*Assignment:* Go through the entries below and copy every line that holds the word "grass".

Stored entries
- Opening Delimiter -

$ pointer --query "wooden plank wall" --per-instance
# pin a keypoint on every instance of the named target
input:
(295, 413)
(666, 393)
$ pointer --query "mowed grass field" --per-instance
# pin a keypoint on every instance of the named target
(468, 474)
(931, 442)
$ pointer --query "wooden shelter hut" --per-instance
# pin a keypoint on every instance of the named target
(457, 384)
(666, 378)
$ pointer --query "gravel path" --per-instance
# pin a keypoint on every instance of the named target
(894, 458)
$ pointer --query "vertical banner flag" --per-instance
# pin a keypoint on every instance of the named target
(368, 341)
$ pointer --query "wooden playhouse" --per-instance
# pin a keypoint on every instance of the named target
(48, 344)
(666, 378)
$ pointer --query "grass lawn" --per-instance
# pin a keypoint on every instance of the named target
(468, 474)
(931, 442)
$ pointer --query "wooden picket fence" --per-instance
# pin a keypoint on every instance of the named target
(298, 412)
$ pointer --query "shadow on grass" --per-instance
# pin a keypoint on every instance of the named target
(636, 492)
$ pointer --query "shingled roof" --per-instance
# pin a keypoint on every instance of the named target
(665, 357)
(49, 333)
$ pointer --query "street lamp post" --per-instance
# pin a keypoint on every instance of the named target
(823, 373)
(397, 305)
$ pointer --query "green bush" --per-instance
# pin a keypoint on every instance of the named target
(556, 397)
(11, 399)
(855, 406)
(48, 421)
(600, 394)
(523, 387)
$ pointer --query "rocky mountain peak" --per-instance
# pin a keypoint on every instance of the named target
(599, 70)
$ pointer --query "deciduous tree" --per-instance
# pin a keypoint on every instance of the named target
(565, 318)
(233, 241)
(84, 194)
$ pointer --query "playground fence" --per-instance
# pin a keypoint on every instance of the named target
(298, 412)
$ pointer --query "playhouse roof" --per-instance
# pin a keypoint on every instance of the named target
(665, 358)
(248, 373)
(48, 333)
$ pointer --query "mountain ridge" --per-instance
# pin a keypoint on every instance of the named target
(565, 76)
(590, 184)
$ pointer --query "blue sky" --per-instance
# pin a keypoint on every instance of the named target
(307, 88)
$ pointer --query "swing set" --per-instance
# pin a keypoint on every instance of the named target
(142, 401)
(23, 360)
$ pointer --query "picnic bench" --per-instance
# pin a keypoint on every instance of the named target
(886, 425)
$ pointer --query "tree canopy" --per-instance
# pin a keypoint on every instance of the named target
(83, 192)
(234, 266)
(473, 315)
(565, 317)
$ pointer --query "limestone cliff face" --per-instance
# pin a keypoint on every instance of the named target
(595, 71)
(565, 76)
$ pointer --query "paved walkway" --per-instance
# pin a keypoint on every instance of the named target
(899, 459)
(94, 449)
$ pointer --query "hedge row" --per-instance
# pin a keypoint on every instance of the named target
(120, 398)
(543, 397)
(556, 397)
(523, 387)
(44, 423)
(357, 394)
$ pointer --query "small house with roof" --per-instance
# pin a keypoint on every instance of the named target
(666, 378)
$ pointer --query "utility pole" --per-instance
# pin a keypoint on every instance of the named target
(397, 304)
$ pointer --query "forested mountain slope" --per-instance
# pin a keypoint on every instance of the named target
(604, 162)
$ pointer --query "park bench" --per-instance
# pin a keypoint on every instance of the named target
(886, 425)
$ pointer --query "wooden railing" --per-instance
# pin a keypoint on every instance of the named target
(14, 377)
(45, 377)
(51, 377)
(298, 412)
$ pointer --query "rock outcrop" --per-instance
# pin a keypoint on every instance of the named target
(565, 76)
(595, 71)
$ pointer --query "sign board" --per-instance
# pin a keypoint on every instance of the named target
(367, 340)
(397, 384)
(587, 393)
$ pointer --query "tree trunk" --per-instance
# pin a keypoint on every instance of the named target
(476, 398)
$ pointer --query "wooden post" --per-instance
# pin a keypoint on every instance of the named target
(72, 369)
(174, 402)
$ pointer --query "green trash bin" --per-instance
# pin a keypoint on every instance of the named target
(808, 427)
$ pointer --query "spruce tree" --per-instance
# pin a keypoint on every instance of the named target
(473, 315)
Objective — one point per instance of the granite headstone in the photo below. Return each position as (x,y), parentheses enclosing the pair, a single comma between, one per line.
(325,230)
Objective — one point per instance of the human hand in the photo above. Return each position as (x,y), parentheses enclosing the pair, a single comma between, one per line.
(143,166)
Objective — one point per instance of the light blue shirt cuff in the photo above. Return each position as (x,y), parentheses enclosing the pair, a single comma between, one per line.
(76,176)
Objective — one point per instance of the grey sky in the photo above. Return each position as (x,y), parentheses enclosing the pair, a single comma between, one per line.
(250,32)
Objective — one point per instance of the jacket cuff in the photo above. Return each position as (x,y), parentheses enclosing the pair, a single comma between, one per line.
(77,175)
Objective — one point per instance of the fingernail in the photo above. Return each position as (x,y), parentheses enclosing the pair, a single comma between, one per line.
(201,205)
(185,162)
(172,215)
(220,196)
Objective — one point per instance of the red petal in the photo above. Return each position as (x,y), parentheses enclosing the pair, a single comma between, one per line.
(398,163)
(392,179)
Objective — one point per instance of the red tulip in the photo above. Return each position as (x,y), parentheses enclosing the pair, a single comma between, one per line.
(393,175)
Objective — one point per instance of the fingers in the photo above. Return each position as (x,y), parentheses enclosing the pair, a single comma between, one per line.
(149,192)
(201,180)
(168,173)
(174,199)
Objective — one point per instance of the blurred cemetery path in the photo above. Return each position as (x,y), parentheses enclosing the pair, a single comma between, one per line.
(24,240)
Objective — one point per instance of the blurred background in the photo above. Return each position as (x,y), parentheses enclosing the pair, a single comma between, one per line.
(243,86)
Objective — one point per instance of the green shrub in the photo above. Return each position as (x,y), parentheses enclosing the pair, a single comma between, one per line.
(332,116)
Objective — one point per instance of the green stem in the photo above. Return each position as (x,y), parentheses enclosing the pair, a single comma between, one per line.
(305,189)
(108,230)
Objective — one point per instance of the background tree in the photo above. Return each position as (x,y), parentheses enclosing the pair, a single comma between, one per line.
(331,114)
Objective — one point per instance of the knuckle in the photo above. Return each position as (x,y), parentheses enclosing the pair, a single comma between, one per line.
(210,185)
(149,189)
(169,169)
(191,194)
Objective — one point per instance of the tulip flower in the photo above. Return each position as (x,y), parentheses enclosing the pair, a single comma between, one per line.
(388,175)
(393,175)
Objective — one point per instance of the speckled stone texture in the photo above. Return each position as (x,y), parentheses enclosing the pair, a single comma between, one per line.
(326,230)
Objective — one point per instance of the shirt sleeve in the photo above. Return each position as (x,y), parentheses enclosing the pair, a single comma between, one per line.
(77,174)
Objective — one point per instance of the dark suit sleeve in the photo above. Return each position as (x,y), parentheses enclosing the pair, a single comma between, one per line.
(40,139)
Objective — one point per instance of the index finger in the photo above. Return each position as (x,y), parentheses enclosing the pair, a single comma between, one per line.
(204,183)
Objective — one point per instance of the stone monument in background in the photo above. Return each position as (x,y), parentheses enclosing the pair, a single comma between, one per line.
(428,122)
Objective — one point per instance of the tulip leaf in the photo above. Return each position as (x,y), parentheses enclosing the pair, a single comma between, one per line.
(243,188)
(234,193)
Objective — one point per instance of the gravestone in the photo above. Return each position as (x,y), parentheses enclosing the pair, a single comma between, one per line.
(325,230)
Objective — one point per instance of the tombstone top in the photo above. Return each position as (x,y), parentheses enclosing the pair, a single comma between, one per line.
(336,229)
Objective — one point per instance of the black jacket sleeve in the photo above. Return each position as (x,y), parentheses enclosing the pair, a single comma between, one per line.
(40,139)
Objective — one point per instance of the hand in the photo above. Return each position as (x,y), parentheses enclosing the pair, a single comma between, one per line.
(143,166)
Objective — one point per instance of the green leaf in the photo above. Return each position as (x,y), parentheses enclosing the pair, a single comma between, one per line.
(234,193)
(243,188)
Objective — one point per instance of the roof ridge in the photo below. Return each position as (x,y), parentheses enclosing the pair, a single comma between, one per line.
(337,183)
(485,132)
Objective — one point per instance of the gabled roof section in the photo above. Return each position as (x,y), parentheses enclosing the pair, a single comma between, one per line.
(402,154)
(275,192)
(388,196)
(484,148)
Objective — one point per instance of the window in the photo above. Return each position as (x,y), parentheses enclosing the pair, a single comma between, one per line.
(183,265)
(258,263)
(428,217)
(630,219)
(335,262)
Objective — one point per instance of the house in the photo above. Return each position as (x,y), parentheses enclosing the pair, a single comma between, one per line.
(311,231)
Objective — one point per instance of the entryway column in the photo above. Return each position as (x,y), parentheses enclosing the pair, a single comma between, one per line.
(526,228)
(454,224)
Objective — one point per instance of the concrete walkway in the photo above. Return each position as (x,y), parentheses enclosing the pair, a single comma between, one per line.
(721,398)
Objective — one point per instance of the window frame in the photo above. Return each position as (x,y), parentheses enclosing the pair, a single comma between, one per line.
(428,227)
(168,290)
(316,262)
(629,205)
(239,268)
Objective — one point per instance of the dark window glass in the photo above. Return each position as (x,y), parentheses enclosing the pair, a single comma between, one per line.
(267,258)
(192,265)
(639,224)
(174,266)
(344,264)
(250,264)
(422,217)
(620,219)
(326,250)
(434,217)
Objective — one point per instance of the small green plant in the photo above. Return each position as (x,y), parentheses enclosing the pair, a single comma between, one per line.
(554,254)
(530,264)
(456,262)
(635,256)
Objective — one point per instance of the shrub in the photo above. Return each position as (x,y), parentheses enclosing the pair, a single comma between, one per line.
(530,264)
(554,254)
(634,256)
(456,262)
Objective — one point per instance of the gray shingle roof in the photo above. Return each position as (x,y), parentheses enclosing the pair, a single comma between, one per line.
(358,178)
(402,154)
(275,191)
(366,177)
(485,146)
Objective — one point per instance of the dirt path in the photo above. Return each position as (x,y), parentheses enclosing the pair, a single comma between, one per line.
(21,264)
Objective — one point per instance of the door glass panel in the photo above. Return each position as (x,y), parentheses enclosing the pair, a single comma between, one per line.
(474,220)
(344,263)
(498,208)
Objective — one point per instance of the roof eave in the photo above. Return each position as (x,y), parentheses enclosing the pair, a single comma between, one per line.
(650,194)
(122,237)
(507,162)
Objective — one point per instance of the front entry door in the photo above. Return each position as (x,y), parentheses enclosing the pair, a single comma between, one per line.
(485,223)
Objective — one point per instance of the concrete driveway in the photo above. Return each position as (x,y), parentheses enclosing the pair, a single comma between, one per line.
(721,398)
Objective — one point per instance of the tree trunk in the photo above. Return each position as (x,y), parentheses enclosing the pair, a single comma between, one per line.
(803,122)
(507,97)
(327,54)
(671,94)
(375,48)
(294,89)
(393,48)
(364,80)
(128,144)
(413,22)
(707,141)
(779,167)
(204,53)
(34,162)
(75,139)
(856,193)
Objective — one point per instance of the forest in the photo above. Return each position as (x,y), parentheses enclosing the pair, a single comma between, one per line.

- Closing Delimiter -

*Output of the exercise:*
$ pointer --query "mowed grass field" --per-instance
$ pointer --query "grass lawn" --per-instance
$ pointer --query "shadow on grass" --per-instance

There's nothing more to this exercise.